[Natural language region descriptions]
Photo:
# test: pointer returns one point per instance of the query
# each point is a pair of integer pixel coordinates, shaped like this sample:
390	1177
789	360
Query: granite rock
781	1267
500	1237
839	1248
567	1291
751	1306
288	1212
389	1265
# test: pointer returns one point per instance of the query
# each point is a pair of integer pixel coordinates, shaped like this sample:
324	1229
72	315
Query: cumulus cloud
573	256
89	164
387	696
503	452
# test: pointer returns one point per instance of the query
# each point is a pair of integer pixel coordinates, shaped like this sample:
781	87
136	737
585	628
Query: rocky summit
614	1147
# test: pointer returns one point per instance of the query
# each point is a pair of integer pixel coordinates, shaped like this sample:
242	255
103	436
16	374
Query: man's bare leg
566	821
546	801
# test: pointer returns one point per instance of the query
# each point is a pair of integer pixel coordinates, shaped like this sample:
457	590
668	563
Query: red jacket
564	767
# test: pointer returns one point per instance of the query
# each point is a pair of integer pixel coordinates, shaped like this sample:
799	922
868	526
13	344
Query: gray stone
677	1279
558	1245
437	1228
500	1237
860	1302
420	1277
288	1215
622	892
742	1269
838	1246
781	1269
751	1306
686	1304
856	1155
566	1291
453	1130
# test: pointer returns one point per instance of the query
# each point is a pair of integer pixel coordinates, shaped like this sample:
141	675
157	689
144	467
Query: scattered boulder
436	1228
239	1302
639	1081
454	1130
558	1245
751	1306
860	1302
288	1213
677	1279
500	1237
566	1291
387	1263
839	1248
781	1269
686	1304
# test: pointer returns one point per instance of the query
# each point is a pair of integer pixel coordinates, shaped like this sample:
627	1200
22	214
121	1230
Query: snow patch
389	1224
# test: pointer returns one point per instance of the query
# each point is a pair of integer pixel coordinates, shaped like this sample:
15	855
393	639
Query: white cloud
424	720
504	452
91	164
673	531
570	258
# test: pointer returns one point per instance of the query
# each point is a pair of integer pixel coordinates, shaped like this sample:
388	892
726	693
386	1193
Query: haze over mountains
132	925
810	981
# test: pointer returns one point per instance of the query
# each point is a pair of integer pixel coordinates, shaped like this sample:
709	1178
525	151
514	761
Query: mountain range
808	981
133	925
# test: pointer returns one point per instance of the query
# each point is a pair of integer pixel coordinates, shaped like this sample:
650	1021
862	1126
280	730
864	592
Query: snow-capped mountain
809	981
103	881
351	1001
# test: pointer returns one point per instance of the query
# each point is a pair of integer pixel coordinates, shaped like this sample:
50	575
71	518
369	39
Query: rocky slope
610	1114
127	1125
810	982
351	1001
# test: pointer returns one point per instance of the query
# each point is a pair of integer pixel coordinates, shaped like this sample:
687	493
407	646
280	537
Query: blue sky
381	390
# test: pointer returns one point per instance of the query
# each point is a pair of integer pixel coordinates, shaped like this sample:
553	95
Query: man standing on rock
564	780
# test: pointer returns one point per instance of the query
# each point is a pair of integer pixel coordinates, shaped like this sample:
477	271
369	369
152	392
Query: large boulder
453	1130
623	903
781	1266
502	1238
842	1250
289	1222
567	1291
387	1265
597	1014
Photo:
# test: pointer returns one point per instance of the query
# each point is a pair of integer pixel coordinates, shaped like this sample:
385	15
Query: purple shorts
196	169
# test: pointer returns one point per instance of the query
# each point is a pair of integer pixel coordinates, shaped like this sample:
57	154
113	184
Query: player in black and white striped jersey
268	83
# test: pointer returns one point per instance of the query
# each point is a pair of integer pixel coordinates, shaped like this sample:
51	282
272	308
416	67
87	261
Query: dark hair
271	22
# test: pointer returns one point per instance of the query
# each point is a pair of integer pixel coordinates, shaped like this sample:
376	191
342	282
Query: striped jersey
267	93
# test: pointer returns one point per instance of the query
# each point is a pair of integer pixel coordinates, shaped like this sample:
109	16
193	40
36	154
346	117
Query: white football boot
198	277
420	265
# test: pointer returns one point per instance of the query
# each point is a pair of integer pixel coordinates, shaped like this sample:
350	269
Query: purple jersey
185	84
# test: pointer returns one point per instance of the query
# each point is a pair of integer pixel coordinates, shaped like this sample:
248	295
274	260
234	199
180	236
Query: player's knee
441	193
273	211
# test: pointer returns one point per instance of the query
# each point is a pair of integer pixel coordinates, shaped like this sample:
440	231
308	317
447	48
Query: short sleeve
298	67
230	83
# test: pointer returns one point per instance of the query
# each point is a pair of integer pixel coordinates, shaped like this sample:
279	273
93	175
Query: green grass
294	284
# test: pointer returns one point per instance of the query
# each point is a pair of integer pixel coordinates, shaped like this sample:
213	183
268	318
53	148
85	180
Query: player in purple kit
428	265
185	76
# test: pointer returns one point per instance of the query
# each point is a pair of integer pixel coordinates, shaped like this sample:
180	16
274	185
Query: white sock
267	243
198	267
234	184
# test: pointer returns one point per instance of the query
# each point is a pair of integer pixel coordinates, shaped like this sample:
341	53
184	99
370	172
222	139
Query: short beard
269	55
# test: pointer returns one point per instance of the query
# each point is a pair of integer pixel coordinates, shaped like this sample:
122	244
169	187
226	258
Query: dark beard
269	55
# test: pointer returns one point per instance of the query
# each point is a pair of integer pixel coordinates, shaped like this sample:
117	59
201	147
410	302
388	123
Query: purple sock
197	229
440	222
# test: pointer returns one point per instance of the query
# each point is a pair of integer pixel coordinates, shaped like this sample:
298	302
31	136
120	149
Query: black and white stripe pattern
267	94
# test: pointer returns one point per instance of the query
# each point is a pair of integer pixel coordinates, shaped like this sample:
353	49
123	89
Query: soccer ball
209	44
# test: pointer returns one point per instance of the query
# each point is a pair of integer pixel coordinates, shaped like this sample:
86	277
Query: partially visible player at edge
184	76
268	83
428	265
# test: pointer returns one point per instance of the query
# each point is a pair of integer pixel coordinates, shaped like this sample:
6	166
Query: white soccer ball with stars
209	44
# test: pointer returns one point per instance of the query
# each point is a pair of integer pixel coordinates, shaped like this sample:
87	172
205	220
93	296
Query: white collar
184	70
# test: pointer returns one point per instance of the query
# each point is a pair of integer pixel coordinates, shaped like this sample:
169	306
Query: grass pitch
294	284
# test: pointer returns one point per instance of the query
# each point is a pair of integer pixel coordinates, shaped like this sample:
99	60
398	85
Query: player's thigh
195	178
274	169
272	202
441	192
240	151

# YOUR ASSIGNMENT
Copy the whole of the data above exactly.

# RESULT
Photo:
# test: pointer returns one point per instance of the query
# each point is a pair of integer pixel coordinates, shaped like this sample:
390	1177
789	360
Query: granite rock
781	1267
500	1237
839	1248
567	1291
751	1306
288	1212
389	1265
# test: pointer returns one point per instance of the query
# each point is a pair of integer pixel coordinates, shaped like this sample:
324	1229
72	315
Query: cumulus cloud
573	256
89	164
387	696
503	452
# test: pointer returns one point per instance of the query
# each point is a pair of integer pixel coordinates, shaped like this sample:
781	87
136	737
585	628
Query: rocky summit
614	1147
# test: pointer returns one point per instance of the query
# each point is a pair of integer pixel coordinates, shaped like this sample:
242	255
103	436
16	374
Query: man's bare leg
566	821
546	801
# test: pointer returns one point per instance of the query
# each point is a pair of integer pixel coordinates, shaped like this sample:
457	590
668	563
Query: red jacket
564	767
# test: pointer returns one point per instance of the query
# each point is a pair of integer pixel coordinates, shaped like this sample:
799	922
868	526
13	344
Query: gray stone
677	1279
558	1245
437	1228
500	1237
860	1302
420	1277
288	1215
622	892
742	1269
838	1246
781	1269
751	1306
686	1304
856	1155
566	1291
453	1130
# test: pointer returns one point per instance of the query
# each point is a pair of integer pixel coordinates, shaped like this sample:
141	675
157	689
144	467
Query: scattered boulder
436	1228
239	1302
639	1081
454	1130
558	1245
751	1306
860	1302
288	1213
677	1279
500	1237
566	1291
387	1263
839	1248
781	1269
686	1304
# test: pointer returns one point per instance of the query
# each point is a pair of integer pixel coordinates, shaped like this sample:
627	1200
22	214
121	1230
Query: snow patch
389	1224
# test: pointer returns one point per instance of the query
# each point is a pair of integer pixel coordinates, shaped like this sample:
15	855
393	639
Query: white cloud
424	720
504	452
91	164
673	531
570	258
# test: pointer returns one point per instance of the query
# each point is a pair of integer pixel coordinates, shaped like this sample:
388	892
726	693
386	1193
Query: haze over mountains
132	925
810	981
# test: pointer returns one point per instance of the query
# each point is a pair of integer pixel coordinates, shaped like this sample:
709	1178
525	151
514	761
Query: mountain range
808	981
133	925
# test: pointer returns one point per instance of the query
# each point is a pair of integer pixel coordinates, shaped like this sample:
650	1021
862	1126
280	730
864	592
Query: snow-capped mountain
809	981
103	881
351	1001
# test: pointer returns one point per instance of the query
# each point is a pair of integer pixel coordinates, shaped like this sample:
50	575
71	518
369	39
Query: rocky slope
610	1114
127	1125
810	982
351	1001
# test: pointer returns one point per instance of the query
# each point is a pair of integer pixel coordinates, shaped like this sample:
687	493
407	646
280	537
Query: blue sky
381	390
# test: pointer returns one point per instance of the query
# each point is a pair of integer pixel coordinates, shaped like this sample:
553	95
Query: man standing on rock
564	780
# test: pointer returns one point per instance of the query
# each point is a pair of integer pixel coordinates, shaped like this sample:
477	271
369	369
152	392
Query: large boulder
453	1130
623	903
781	1266
502	1238
842	1250
289	1222
567	1291
387	1265
597	1014
Photo:
# test: pointer returns one point per instance of the query
# each point is a pair of integer pixel coordinates, shaped like this sample:
385	15
Query: purple shorts
196	169
# test: pointer returns one point per instance of the query
# each point is a pair of integer pixel coordinates, shaped like this sample:
57	154
113	184
Query: player in black and white striped jersey
268	83
# test: pointer returns one point per instance of the query
# each point is a pair of integer pixel coordinates, shaped like this sample:
51	282
272	308
416	67
87	261
Query: dark hair
271	22
# test: pointer returns one point per instance of the query
# each point is a pair of integer pixel coordinates, shaped like this sample:
376	191
342	282
Query: striped jersey
267	93
# test: pointer returns one point per instance of the query
# each point is a pair of integer pixel coordinates, shaped like this sample:
109	16
193	40
36	154
346	117
Query: white football boot
198	277
420	265
# test: pointer returns one point per instance of the query
# each point is a pair of integer pixel coordinates, shaped like this sample:
350	269
Query: purple jersey
185	84
# test: pointer returns one point per instance of the query
# each point is a pair of integer pixel coordinates, shaped like this sample:
248	295
274	260
234	199
180	236
Query: player's knee
441	193
273	211
# test: pointer returns one point per instance of the query
# each point is a pair of integer pixel coordinates, shaped like this sample:
440	231
308	317
447	48
Query: short sleeve
298	67
230	83
# test: pointer returns one point per instance of the query
# each point is a pair of integer pixel coordinates, shaped like this sample:
279	273
93	175
Query: green grass
294	284
# test: pointer returns one point per instance of the query
# each point is a pair of integer pixel coordinates, shaped like this sample:
213	183
268	318
53	148
85	180
Query: player in purple kit
428	265
185	76
# test: pointer returns one point per instance of the query
# each point is a pair of integer pixel coordinates, shaped like this sample:
180	16
274	185
Query: white sock
267	243
198	267
234	184
# test: pointer returns one point per instance of the query
# each point is a pair of integer pixel coordinates, shaped like this sample:
341	53
184	99
370	172
222	139
Query: short beard
269	55
# test: pointer returns one point per instance of the query
# each point is a pair of integer pixel coordinates, shaped like this sample:
122	244
169	187
226	258
Query: dark beard
269	55
# test: pointer returns one point per instance of the query
# each point is a pair of integer pixel coordinates, shaped like this sample:
117	59
201	147
410	302
388	123
Query: purple sock
197	229
440	222
# test: pointer returns one point per instance of the query
# each point is a pair of integer pixel coordinates, shaped like this sample:
298	302
31	136
120	149
Query: black and white stripe pattern
267	94
# test: pointer returns one point per instance of the query
# each point is a pair of integer pixel coordinates, shaped like this sample:
353	49
123	89
Query: soccer ball
209	44
# test: pointer returns one point per instance of the query
# each point is a pair of integer pixel coordinates, shaped like this sample:
86	277
Query: partially visible player at edge
184	76
268	83
428	265
# test: pointer returns one point per instance of the query
# each point is a pair of integer pixel coordinates, shaped like this sample:
6	166
Query: white soccer ball with stars
209	44
# test: pointer returns one point per instance of the query
# each point is a pair of integer pixel coordinates, shaped like this sample:
87	172
205	220
93	296
Query: white collar
184	70
# test: pointer returns one point per instance of the query
# each point is a pair of integer pixel coordinates, shaped like this sample:
169	306
Query: grass pitch
294	284
# test: pointer returns one point per instance of the query
# each point is a pair of integer pixel coordinates, shaped like this sample:
99	60
398	85
Query: player's thigh
195	178
274	169
272	202
441	192
240	151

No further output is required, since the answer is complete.